[[ Data under study open ]]
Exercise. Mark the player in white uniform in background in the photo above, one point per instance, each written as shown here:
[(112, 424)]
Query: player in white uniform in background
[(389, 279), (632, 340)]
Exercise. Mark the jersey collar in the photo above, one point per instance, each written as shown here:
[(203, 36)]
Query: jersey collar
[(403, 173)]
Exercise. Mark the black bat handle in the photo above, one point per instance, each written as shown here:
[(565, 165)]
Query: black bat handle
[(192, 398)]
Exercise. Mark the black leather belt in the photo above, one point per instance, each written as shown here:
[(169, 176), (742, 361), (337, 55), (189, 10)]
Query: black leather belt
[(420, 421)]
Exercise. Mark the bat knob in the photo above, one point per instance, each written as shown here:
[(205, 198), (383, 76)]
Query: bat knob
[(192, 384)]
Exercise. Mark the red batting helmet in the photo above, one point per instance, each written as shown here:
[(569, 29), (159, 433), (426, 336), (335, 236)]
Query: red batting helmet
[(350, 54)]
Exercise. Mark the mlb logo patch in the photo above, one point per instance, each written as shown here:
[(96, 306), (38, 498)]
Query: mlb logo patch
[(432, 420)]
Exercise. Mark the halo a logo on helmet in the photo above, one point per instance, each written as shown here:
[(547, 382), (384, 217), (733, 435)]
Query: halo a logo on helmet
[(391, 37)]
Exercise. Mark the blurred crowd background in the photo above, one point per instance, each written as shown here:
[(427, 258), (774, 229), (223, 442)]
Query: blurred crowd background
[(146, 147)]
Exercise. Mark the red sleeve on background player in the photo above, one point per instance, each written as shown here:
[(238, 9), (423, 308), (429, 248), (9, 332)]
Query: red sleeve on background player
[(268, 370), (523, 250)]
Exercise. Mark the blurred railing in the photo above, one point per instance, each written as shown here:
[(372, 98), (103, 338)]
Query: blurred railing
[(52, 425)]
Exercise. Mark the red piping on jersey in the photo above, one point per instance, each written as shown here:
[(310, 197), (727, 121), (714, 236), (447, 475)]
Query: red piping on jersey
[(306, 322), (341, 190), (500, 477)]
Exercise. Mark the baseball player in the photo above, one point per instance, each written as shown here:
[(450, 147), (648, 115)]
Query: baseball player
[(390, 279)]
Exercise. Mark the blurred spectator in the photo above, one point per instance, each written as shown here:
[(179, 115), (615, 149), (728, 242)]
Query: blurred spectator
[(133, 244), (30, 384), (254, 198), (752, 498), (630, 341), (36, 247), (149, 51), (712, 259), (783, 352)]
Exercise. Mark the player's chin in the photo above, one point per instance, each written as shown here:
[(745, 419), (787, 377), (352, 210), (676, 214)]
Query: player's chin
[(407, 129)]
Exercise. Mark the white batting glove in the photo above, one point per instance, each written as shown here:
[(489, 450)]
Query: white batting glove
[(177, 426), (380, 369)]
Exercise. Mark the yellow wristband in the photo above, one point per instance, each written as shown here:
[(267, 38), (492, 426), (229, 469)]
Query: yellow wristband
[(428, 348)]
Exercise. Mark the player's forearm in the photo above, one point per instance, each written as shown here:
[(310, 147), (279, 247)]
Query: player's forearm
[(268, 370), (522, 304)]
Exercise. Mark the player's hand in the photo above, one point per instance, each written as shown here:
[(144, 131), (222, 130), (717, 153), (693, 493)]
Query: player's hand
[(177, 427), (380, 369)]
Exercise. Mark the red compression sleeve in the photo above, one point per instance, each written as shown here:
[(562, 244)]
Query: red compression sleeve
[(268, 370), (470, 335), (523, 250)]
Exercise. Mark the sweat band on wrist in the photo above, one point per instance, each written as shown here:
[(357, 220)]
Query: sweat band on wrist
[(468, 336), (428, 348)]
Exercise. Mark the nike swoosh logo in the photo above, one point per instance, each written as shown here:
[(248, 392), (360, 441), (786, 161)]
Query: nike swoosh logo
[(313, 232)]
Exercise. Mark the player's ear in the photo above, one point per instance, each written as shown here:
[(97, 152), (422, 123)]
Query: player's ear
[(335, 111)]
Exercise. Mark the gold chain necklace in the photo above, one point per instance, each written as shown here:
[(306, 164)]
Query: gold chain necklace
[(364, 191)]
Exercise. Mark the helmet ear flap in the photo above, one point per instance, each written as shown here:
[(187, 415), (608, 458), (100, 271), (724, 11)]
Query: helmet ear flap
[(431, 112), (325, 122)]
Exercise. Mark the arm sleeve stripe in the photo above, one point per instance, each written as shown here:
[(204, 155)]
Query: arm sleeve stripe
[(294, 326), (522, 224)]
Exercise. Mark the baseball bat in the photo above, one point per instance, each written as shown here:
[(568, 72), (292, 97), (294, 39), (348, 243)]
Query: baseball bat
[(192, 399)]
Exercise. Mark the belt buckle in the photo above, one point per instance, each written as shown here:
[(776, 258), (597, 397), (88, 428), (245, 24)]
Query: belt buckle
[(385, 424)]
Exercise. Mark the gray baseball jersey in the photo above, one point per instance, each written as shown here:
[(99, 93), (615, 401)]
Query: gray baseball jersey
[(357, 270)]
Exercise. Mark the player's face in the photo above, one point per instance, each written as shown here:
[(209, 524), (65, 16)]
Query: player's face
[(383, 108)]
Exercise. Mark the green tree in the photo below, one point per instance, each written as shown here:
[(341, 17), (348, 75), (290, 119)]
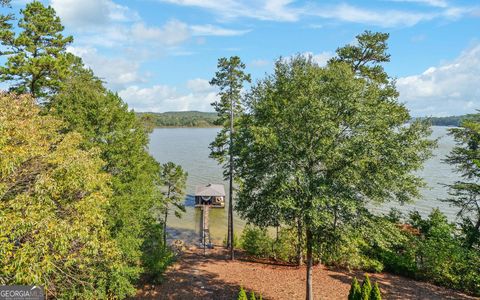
[[ Data under study closed ]]
=== Exercise aim ===
All that is wanted is the stretch of lines above from the one containing "Exercise. Mark the red batting" through the one containing "Exercise. Mark the blurred spectator", duplicated exactly.

=== Answer for the task ===
Exercise. Mark the red batting helmet in the photo above, one point per instance, each written as shown here:
[(569, 29), (159, 433), (426, 336), (335, 236)]
Query: red batting helmet
[(350, 54)]
Exercise. Mark the mlb logo patch in the photo above, one point per instance, each written as shown here:
[(96, 306), (38, 498)]
Query: mlb logo patch
[(432, 420)]
Exercise. Mark the halo a logo on helmet in the photo above, one point per instance, each written as shown here:
[(547, 382), (384, 217), (733, 435)]
Query: halo a logo on helmet
[(391, 37)]
Exercise. Mark the blurred crowd background in the photo above, one point per instance, each written as shown here:
[(427, 258), (774, 229), (223, 442)]
Query: blurred crowd background
[(146, 147)]
Exercise. Mark the red sleeve on background player in the photo above, one point per instance, each written as shown here:
[(238, 9), (423, 308), (429, 248), (9, 332)]
Query: red sleeve on background player
[(268, 370), (523, 250)]
Exercise. Mark the blurred railing in the photo above, one point per instance, each written as shown here:
[(372, 98), (103, 338)]
Query: blurred railing
[(52, 425)]
Exercise. Mark the red piping on jersey in the photo above, one point per instance, each written as shown here:
[(310, 197), (727, 121), (714, 236), (447, 475)]
Query: red piping on jersey
[(306, 322), (341, 190), (500, 477)]
Exercise. Mark the baseball player in the photo above, one point per instance, each written as shown here:
[(450, 147), (648, 115)]
Query: baseball player
[(390, 279)]
Exercise. Mark the blurred spectator in the photo above, one point per instance, each written as shown here:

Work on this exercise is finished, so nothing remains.